**Document segment**
···
Undated photo of the adjutant’s office, left, and the military telegraph office at Ft. Apache, Arizona.

“Two of the most uneventful, and at the same time eventful, years of my life, were spent at Fort Apache, Arizona,” Army wife Katharine Cochran wrote.

“Uneventful, because we were four or five hundred miles from every body and every thing, got our mail by buckboard once a week, then relapsed into our usual monotonous life, read and re-read our letters, exchanged papers, magazines, etc., with our friends, and discussed the topics of the day (two or three weeks old).”

Born in 1852, Katharine Sadler Madison had married Army Capt. Melville Cochran in 1872. The couple had five children during their travels with the military, four were with them at Fort Apache.

If this passel of children was not enough to keep Katharine occupied, she also faced an uprising at the fort that threatened her entire family.

The August 1881 Battle of Cibicue Creek has been written about by numerous historians but seen through a woman’s eyes, Katharine’s account of the incident that occurred between the soldiers at Fort Apache and White Mountain Apaches, illustrates the dangers military wives and their families faced on the early western frontier. She wrote of the battle in her 1896 book, “Posie; or, From Reveille to Retreat, An Army Story.”

“The valleys for miles around were filled with Indians camping and planting corn,” Katharine noted.

“In August, their ‘Green Corn’ dance occurred, the ceremonies being very interesting. This year, of which I write, they were unusually exciting. There appeared in their midst a Medicine Man (Nockadelcline), who claimed that he could raise the dead — a shrewd rascal, with a power as absolute as if he really was what he claimed to be.
···
Phrase grounding data

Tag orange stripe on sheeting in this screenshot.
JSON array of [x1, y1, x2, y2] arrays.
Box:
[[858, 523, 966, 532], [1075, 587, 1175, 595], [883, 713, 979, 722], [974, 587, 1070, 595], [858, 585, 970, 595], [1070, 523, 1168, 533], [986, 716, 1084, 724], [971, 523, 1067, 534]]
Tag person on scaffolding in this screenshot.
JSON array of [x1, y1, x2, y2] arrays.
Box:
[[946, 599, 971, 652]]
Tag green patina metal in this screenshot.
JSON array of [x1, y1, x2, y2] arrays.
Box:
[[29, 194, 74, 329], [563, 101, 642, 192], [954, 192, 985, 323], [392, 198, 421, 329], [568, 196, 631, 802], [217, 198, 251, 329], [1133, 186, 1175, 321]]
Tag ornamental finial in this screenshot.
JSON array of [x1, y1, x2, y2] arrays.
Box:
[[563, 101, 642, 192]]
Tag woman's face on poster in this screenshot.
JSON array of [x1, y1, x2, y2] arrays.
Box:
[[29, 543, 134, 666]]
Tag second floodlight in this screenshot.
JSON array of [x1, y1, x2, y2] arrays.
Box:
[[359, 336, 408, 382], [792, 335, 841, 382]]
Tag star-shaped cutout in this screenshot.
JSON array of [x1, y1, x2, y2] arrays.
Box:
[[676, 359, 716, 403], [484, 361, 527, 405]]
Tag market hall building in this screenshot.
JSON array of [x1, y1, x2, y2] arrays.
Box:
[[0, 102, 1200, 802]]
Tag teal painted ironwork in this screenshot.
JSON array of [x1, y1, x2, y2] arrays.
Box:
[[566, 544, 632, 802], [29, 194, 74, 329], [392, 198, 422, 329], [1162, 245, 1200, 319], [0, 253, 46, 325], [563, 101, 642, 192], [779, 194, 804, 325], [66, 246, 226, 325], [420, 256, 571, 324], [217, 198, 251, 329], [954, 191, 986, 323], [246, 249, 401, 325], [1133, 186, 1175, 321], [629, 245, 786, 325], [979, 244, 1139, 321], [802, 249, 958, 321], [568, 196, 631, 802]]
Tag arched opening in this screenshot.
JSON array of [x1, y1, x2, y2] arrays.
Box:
···
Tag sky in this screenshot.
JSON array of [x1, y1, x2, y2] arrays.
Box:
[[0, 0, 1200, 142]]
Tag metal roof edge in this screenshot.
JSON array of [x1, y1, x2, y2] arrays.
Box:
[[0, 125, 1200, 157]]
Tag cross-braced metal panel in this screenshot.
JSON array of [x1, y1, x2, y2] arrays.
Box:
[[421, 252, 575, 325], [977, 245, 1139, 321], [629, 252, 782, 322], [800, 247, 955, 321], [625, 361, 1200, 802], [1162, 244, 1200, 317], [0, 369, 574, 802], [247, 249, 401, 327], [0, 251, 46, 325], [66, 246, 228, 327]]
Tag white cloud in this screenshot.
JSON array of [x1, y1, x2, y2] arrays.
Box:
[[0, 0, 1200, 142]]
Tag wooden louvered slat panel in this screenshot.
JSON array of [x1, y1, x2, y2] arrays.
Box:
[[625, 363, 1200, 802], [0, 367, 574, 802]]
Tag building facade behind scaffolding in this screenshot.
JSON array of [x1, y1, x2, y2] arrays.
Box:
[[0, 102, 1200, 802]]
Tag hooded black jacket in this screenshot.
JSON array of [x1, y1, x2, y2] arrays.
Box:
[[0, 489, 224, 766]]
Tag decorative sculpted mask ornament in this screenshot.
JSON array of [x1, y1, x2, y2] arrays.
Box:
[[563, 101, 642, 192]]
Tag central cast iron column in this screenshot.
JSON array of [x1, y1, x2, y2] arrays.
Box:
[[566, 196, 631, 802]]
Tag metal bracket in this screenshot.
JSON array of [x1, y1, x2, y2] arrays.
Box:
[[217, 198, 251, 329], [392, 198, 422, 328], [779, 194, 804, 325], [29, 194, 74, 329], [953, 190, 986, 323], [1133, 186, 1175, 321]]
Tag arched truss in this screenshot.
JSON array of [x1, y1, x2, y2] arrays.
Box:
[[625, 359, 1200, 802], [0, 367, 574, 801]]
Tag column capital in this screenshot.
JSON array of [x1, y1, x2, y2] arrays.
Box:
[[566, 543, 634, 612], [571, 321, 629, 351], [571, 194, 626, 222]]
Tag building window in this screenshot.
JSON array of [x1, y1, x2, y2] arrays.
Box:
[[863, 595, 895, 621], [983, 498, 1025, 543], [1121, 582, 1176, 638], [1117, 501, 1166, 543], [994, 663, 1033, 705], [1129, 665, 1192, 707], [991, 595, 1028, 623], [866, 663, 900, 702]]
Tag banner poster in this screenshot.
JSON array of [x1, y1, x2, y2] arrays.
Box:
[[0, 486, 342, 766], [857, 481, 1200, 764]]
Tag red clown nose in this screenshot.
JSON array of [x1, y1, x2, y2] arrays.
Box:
···
**To do**
- a) In the account of Fort Apache, how often did mail arrive at the fort, and by what means?
- b) Update the part of the account of Fort Apache that opens with the words containing "Born in 1852, Katharine" and closes with "at Fort Apache.", replacing "1872" with "1873".

**Task-by-task answers**
- a) Once a week, by buckboard.

- b)
Born in 1852, Katharine Sadler Madison had married Army Capt. Melville Cochran in 1873. The couple had five children during their travels with the military, four were with them at Fort Apache.